**Source**
╔══
Speaker: Dr. David Barker, researcher and author of numerous books, catalogues and glossaries of terms related to printmaking in China.
In his second talk David Barker outlines the emergence of the woodblock print as a creative art form in modern China in the 1930s and its continuing development in contemporary practice with reference to prints from the late 1990s and the new century. Illustrations will include works by artists and students from within the recent revival of pre-modern woodblock printing techniques and those where woodblock printing has been successfully combined with the imported techniques of screen printing and lithography.
David Barker is an Honorary Professor in the China Academy of Fine Arts in Hangzhou and in the Lu Xun Academy of Fine Arts in Shenyang, and an Honorary Fellow of the Royal Society of Painter-Printmakers. He is Reader Emeritus, University of Ulster and a Senior Research Fellow, The Muban Educational Trust.
╚══
**Written request 1**
According to the talk announcement, in which decade did the woodblock print emerge as a creative art form in modern China?
**Written request 2**
From the talk announcement, reproduce the passage starting with "Speaker: Dr. David" and going on through "printing and lithography.".

(Rows from a data source)
╔══
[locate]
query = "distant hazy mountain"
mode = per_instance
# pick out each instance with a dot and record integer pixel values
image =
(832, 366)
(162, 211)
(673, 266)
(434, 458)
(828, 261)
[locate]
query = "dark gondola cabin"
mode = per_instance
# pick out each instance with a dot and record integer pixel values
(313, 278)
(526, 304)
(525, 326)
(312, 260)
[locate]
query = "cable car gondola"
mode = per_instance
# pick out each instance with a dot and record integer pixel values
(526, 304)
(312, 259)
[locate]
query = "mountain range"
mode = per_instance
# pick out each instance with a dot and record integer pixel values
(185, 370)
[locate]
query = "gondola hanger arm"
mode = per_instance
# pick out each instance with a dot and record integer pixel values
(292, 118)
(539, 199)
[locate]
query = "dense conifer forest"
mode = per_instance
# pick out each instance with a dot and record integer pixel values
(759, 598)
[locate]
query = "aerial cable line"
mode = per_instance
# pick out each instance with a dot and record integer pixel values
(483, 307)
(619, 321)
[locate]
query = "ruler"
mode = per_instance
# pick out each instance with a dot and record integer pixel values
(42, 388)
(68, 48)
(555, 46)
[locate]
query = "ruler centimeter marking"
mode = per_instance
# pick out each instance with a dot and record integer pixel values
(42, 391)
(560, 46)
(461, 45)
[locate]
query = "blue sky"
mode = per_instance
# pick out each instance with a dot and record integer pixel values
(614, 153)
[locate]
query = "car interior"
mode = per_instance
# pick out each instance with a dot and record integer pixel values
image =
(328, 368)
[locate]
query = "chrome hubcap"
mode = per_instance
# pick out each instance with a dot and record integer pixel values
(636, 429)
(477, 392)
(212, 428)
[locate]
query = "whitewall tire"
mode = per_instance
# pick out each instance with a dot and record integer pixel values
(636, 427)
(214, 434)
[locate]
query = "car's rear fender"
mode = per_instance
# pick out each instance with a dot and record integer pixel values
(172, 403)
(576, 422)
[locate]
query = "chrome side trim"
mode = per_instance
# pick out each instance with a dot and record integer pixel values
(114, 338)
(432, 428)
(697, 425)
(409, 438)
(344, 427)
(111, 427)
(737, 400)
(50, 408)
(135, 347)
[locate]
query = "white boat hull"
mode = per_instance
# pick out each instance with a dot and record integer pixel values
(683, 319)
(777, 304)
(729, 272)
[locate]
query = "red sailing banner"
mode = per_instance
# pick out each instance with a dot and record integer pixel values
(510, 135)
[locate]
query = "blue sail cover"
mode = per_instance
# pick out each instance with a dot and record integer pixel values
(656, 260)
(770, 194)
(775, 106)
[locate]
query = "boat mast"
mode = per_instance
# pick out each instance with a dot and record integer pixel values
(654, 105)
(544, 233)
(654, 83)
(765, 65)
╚══
**Task response 1**
The 1930s.

**Task response 2**
Speaker: Dr. David Barker, researcher and author of numerous books, catalogues and glossaries of terms related to printmaking in China.
In his second talk David Barker outlines the emergence of the woodblock print as a creative art form in modern China in the 1930s and its continuing development in contemporary practice with reference to prints from the late 1990s and the new century. Illustrations will include works by artists and students from within the recent revival of pre-modern woodblock printing techniques and those where woodblock printing has been successfully combined with the imported techniques of screen printing and lithography.